- TEXTO PROPORCIONADO:
☆ ☆ ☆ ☆

Al fin, en 1965 se aclaró la situación y se suspendieron todas las resoluciones
contra el Padre Kentenich, que por entonces tenía ya ochenta años. Después de
una entrevista con Pablo VI, retomó inmediatamente su trabajo, con un ritmo
impresionante para su edad, hasta que falleció tres años después.
—¿Y cuál crees que es la causa de todos esos
ataques?
¿Causas de la
murmuración y de la calumnia? ¿El rencor? ¿La desinformación? ¿La envidia? ¿El
despecho? Es difícil saberlo. Pero siempre procede de un modo bastante
parecido: insinuaciones viscosas, sospechas sibilinas, acusaciones infundadas,
rumores que se repiten sin dejar ocasión a la defensa.
Pero, se deba
a una u otra causa, siempre hay que procurar sacar algo positivo de todas esas
críticas, pues, como decía San Agustín, los ataques pueden ser con frecuencia
más útiles que los elogios, ya que “muchas veces los amigos nos pervierten al
adularnos y, en cambio, los enemigos nos corrigen al insultarnos”.
Newman también
insistía en que “no debemos confundir las críticas malévolas o las frases
hirientes con lo que son auténticas argumentaciones”. Además -añadía-, “a veces
nuestro enemigo se convierte en amigo; a veces se ve despojado de la virulencia
maligna que le hacía tan temible; a veces se destruye a sí mismo; o queriendo
hacer el mal hace el bien, y luego desaparece. En general, la Iglesia no tiene
más que perseverar en sus propios deberes, con paz y confianza, permanecer
tranquila y confiar en la salvación de Dios”.
Si somos
humildes e inteligentes, sabremos aprovechar todo el potencial positivo que
encierra cualquier crítica bien argumentada, al tiempo que procuramos no
acobardarnos por la vehemencia de quienes solo buscan de modo sistemático la
hostilidad y la denigración.
—Pero ahora ya no es frecuente ese tipo de
persecuciones, al menos en el mundo occidental.
Ahora son
quizá más sutiles y más sinuosas, aunque no menos eficaces. Juegan con nuestro
miedo a lo que otros dicen, hayan dicho, dirán o dejarán de decir. Con nuestro
miedo a quedar mal, a ser ridiculizados, a estar todo el día en boca ajena, a
que se juzguen mal nuestras decisiones generosas, a quedar marcados.

☆ ☆ ☆ ☆

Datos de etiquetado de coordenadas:
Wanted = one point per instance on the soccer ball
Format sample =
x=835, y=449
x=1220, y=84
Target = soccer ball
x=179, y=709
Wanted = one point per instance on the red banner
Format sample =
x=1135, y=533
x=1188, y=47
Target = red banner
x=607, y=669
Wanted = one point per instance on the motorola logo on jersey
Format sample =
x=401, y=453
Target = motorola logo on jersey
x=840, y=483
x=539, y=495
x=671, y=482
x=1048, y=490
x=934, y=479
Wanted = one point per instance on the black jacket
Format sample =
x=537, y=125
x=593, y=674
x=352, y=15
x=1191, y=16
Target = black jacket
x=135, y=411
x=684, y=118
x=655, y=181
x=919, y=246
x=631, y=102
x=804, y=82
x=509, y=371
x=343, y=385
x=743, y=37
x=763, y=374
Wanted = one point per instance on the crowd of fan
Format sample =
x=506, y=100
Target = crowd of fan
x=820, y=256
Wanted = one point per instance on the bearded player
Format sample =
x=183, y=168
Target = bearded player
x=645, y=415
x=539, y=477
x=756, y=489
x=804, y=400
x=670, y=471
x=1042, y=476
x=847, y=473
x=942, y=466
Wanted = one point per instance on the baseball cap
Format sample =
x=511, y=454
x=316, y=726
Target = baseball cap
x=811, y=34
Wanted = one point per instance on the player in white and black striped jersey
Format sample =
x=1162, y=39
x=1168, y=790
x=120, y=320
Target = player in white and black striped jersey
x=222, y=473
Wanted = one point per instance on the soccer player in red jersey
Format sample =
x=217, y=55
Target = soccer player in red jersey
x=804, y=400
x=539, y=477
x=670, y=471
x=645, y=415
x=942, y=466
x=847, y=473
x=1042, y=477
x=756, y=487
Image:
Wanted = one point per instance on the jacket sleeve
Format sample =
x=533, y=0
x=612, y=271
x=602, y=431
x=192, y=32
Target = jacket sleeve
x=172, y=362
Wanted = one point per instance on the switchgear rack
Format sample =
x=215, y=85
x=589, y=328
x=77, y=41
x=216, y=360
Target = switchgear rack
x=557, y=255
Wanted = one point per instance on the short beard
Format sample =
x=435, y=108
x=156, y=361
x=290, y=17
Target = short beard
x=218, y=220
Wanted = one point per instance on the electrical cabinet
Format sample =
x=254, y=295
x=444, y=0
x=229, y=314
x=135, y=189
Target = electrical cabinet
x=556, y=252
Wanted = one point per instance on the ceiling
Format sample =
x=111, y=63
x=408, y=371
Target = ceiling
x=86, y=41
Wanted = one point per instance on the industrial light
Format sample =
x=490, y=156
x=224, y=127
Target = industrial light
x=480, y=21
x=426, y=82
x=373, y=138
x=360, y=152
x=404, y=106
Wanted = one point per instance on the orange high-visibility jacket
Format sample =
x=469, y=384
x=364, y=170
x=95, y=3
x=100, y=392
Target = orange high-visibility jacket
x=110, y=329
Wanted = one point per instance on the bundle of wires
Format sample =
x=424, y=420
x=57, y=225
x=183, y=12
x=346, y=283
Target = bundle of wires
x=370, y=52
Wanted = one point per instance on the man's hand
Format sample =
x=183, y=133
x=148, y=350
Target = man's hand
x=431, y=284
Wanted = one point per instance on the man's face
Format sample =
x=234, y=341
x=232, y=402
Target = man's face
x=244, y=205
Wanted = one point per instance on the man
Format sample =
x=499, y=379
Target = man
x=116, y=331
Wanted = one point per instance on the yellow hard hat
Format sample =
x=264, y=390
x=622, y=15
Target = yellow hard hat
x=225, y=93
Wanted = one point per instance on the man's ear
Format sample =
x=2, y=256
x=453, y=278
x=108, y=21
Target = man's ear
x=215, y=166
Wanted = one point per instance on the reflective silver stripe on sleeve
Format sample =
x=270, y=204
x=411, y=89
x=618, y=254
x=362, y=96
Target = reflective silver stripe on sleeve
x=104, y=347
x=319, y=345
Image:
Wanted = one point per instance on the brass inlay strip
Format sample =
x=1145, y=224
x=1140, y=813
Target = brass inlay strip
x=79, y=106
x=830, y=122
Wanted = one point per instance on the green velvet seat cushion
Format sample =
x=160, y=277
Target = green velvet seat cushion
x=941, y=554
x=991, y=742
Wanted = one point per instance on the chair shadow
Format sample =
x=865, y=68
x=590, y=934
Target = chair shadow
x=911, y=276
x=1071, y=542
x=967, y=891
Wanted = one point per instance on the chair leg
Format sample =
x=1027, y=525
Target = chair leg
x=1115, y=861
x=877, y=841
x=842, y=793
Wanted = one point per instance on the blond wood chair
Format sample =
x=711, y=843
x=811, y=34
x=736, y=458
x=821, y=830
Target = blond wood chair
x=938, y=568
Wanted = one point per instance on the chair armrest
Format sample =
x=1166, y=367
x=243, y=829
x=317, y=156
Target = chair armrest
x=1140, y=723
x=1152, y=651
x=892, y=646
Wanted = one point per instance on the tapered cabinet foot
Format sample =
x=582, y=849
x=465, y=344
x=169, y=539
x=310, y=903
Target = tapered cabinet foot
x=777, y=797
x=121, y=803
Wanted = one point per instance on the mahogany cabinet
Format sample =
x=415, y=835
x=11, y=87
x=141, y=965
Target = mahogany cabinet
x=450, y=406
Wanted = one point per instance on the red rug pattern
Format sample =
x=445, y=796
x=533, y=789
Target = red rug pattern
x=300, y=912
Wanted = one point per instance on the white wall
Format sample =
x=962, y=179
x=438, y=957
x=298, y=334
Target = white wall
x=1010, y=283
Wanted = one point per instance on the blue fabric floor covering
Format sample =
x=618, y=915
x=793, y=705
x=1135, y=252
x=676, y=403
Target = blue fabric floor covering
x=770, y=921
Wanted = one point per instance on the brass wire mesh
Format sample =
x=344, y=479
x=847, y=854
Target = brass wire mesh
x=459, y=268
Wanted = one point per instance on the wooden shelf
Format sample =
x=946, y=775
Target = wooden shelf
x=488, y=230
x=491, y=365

☆ ☆ ☆ ☆

- TUS TAREAS:
a - Resume en dos oraciones el fragmento sobre las críticas y la calumnia.
b - Continúa, por favor, el fragmento sobre las críticas y la calumnia a partir de su última oración.

- RESPUESTAS POR TAREA:
a - En 1965 se suspendieron todas las resoluciones contra el Padre Kentenich, que, tras una entrevista con Pablo VI, retomó su trabajo hasta que falleció tres años después. El fragmento sostiene que, sea cual sea su causa, de las críticas siempre hay que sacar algo positivo, aprovechando las bien argumentadas sin acobardarse ante quienes solo buscan la hostilidad, y advierte que hoy esas persecuciones son más sutiles y juegan con el miedo a lo que otros dicen.

b -
No nos
llevarán al circo ni nos echarán a los leones. Pero quizá haya comentarios
maliciosos, graciosos, murmuraciones en voz baja, risitas, frases de supuestos
amigos que se escuchan en un sitio o en otro, nunca de cara. ¿No sabes? ¿No te
lo han dicho? ¿No te parece que está un poco trastornado? ¿Cómo le habrán
comido el coco de esa manera?
Y no provienen
solo de los extraños o de los falsos amigos, sino que quizá haya también
escenas familiares, todas enmarcadas en un gran halo de sensatez y de
preocupación por el pobre obnubilado.
—¿Y crees que influyen mucho esos comentarios? En
el mundo de hoy, cada uno decide con quién se casa o no, o qué vida lleva, y
apenas tiene importancia lo que la gente diga o piense.
Así debiera
ser, pero en muchos casos influye bastante y hace sufrir de un modo muy
profundo. No son las grandes persecuciones las que frenan a algunos en el
seguimiento de Dios, sino -como sucedió al apóstol Pedro- esos pequeños
comentarios de una chismosa en torno al fuego. Si los grandes periódicos del
país nos difamaran sin motivo, o si quisieran llevarnos al circo para ser
devorados por las fieras, quizá nos creceríamos hasta el heroísmo. Pero soportar
esos comentarios puede a veces resultar más difícil.
Nos sucede
como a aquel científico que viajó hasta el interior de una selva tropical.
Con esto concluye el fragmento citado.